Task list ▸
• a. From the transit discussion, can you extract the part that opens with the words containing "I have numerous" and closes with "more beautiful city."? Copy it word for word.
• b. In the poll at the start of the transit discussion, how many votes did Transit City receive?

** start Excerpt **

Which transit plan do you prefer?

  • Transit City

    Votes: 95 79.2%
  • Ford City

    Votes: 25 20.8%

  • Total voters
    120
However, as a counterpoint, both maps are correct in the fact that these are lines that are part of official transit plans. Whether they are funded or not is another question.

As much as you'd like to think, Ford's plan does not mention Eglinton nor does it support other lines like the DRL.
 
I have numerous quibbles with the graphic from the perspective of a transit nerd, but it is very effective in pointing out that the two subway extensions to Scarborough Town Centre do represent the sum total of his transit plan for this city. He's been very clear over the past few weeks that he is not open to compromise, either.
 
The point is about serving these people better. Moving them faster to where they want to go inherently boosts productivity, leading to higher economic returns.

Moving people more quickly to and from their place of employment may enhance their home/family life but has no bearing whatsoever on productivity or economic returns to the city or anyone else.

LRT and subways generate development along their corridors, leading to better neighbourhoods and a more beautiful city.

A lovely thought but there is no evidence to support it, neighbourhoods served by transit for as much as 100 years are still as drab and colourless as the day they were built. Transit of any description is not a city builder or developer, it is a utility.
 
You don't believe there's any connection between an employee having a happy home/family life and their productivity in the workplace?

Do you operate a nineteenth century factory?

** end Excerpt **
** start Data entries **

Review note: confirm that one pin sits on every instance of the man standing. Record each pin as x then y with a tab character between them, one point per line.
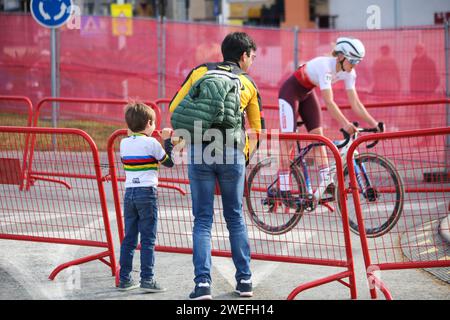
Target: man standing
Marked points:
238	51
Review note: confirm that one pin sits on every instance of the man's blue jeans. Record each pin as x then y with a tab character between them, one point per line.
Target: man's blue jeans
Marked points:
231	178
141	216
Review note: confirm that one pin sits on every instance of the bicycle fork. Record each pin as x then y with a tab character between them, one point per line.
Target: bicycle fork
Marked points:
364	182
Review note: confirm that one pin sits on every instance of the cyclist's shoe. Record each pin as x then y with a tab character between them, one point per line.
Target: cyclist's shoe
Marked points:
270	200
371	194
290	201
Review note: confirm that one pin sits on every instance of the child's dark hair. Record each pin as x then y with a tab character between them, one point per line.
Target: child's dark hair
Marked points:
235	44
137	115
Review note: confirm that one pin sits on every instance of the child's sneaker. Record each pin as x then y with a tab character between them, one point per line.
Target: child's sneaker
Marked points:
202	291
151	286
244	288
127	285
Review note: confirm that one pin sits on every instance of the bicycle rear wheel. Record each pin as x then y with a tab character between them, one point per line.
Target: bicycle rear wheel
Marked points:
381	197
270	214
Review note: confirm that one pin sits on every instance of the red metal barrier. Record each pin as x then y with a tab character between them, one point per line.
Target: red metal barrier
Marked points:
119	116
166	112
73	211
29	105
319	237
420	158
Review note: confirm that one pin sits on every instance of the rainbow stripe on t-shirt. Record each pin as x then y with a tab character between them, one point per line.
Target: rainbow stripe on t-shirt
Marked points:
140	163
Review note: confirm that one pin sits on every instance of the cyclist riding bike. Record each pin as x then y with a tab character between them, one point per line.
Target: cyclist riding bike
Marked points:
297	98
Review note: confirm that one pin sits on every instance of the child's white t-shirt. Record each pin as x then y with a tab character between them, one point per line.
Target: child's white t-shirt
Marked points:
140	156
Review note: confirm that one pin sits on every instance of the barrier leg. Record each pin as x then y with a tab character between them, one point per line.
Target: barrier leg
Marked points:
63	266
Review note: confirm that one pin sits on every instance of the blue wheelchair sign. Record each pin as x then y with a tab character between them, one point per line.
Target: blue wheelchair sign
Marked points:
51	13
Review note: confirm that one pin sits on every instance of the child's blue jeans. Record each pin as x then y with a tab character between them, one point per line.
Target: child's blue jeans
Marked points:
141	216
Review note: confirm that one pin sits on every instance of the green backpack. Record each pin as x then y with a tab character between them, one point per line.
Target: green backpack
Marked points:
214	100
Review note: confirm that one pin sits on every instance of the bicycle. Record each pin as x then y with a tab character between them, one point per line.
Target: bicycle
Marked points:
377	179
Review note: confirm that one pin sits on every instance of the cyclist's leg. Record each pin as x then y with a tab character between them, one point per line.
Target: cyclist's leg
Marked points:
287	102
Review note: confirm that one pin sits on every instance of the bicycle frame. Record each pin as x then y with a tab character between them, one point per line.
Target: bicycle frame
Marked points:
300	161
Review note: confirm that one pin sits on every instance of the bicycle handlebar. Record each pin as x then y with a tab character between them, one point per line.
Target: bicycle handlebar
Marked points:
347	136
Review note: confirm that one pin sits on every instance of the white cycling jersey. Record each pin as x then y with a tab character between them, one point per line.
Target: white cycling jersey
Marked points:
322	72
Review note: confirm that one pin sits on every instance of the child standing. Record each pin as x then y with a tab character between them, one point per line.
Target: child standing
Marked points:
141	155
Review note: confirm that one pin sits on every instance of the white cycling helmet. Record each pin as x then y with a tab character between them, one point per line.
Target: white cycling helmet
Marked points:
351	48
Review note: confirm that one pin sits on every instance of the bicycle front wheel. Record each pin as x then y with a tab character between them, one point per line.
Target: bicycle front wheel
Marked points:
381	195
270	214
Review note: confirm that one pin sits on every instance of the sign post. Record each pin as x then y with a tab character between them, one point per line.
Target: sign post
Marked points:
52	14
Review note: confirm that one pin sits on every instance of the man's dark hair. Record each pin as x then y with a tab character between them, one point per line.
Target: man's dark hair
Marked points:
235	44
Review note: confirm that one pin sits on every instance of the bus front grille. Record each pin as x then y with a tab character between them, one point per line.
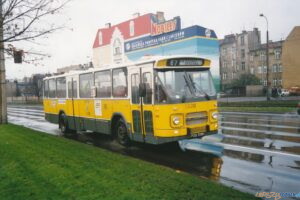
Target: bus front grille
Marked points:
196	118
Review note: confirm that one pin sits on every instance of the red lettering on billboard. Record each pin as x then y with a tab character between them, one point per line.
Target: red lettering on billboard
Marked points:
165	27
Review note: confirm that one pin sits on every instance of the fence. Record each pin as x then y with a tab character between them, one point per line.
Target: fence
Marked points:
25	100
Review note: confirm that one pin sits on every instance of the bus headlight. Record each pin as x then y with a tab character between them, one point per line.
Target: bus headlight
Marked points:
214	115
176	120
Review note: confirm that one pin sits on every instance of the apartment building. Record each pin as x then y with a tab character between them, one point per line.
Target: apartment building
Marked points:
235	55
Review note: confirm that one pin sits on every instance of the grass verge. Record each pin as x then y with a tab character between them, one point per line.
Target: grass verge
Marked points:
258	109
40	166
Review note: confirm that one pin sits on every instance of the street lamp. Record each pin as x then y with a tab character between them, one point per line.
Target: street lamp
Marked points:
267	54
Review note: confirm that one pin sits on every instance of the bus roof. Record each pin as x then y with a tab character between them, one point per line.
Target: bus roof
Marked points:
143	60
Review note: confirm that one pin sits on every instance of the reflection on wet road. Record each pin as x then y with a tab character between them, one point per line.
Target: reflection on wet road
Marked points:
252	152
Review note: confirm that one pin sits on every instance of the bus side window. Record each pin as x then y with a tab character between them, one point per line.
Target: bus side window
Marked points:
61	87
120	82
103	83
147	81
46	88
52	88
85	85
70	89
135	80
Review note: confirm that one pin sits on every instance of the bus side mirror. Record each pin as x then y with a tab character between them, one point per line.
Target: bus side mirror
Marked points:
142	89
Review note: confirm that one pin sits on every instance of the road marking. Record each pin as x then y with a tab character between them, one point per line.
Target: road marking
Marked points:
262	125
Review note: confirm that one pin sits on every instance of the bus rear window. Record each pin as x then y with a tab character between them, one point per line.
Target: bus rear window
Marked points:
52	88
46	88
61	87
85	85
120	82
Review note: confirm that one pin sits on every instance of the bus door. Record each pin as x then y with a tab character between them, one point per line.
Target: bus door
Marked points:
72	95
141	106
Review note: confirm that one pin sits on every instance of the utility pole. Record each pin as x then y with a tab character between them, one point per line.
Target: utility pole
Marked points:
267	58
3	108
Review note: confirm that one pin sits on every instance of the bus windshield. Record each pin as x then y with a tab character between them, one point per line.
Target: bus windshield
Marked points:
183	85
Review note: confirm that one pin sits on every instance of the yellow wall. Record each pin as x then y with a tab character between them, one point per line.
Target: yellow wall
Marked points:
291	59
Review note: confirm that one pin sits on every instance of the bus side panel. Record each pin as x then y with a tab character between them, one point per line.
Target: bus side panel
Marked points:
122	106
163	115
50	110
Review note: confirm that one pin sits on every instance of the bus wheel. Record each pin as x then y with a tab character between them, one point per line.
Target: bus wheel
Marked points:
122	133
63	125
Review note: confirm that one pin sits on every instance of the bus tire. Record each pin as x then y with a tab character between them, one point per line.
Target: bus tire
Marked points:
121	133
63	124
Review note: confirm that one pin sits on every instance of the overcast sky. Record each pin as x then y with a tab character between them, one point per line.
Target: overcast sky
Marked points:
83	18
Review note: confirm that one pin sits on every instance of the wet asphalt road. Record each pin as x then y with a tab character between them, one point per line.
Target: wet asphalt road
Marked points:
252	152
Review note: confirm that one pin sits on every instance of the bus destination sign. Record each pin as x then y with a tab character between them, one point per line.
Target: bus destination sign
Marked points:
178	62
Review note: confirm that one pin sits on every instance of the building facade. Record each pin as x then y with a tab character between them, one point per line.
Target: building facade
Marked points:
258	63
291	59
234	55
153	35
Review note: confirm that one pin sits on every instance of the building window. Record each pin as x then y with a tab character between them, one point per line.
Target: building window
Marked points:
243	66
242	40
100	38
275	82
277	54
117	47
72	89
265	82
279	68
243	53
274	68
52	88
46	88
259	70
85	85
251	57
131	28
103	83
265	69
147	79
262	55
61	87
120	82
224	51
233	52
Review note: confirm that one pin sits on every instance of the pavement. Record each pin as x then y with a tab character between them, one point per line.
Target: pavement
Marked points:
241	99
253	152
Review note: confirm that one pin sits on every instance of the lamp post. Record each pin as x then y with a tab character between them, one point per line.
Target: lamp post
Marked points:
267	57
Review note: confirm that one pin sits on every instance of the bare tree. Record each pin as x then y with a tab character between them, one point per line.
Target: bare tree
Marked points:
23	20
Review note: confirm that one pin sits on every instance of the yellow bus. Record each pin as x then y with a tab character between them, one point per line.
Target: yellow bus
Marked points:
155	100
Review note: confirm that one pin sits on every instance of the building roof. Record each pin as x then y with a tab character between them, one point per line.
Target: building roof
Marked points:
142	22
228	39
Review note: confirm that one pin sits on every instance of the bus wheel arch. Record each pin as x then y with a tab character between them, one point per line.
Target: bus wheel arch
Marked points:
63	122
119	129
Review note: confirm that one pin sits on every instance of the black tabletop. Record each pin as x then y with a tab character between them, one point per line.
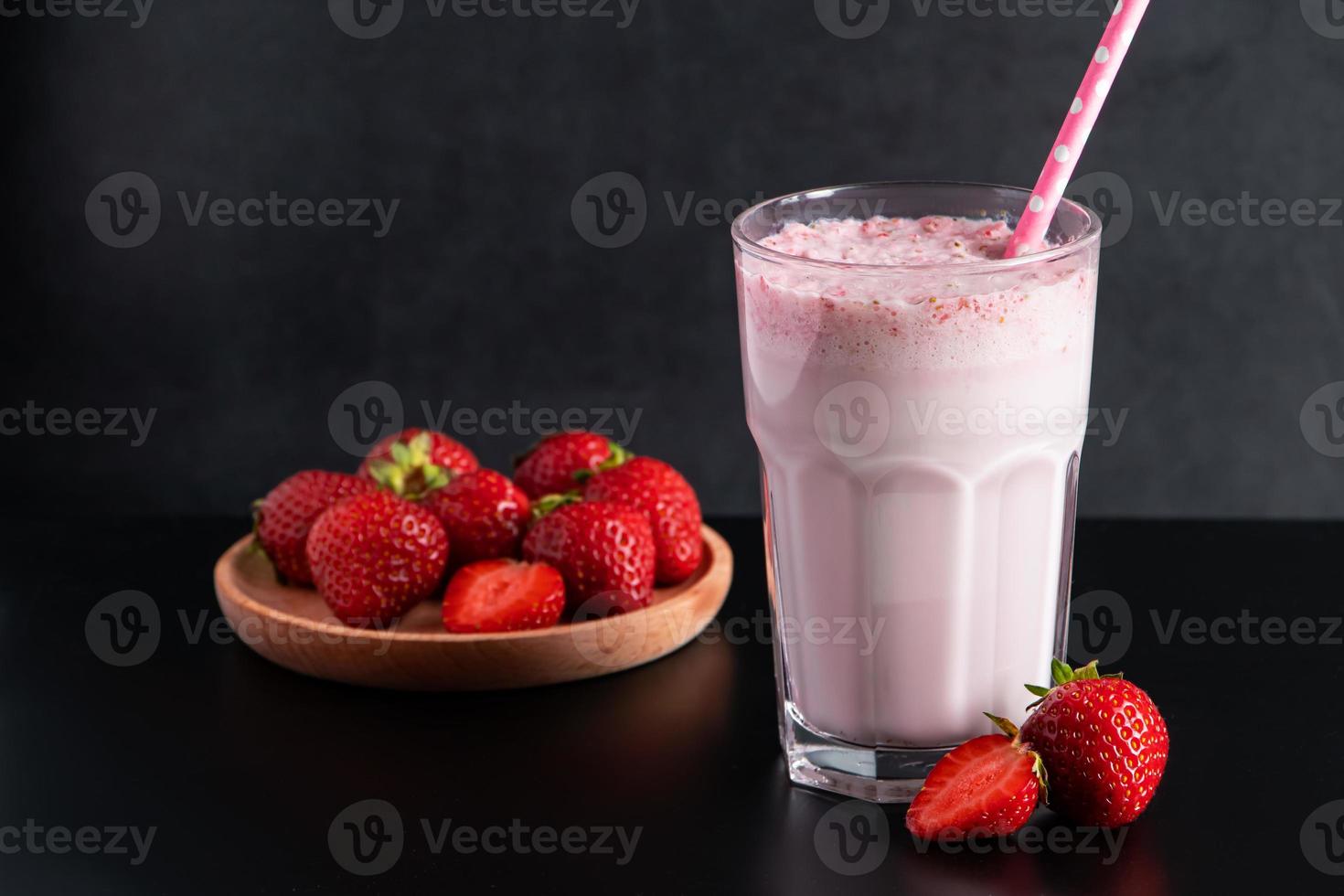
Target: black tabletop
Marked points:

** end Data entries **

Answers by task ▸
• a.
I have numerous quibbles with the graphic from the perspective of a transit nerd, but it is very effective in pointing out that the two subway extensions to Scarborough Town Centre do represent the sum total of his transit plan for this city. He's been very clear over the past few weeks that he is not open to compromise, either.
 
The point is about serving these people better. Moving them faster to where they want to go inherently boosts productivity, leading to higher economic returns.

Moving people more quickly to and from their place of employment may enhance their home/family life but has no bearing whatsoever on productivity or economic returns to the city or anyone else.

LRT and subways generate development along their corridors, leading to better neighbourhoods and a more beautiful city.

• b. 95 votes (79.2%).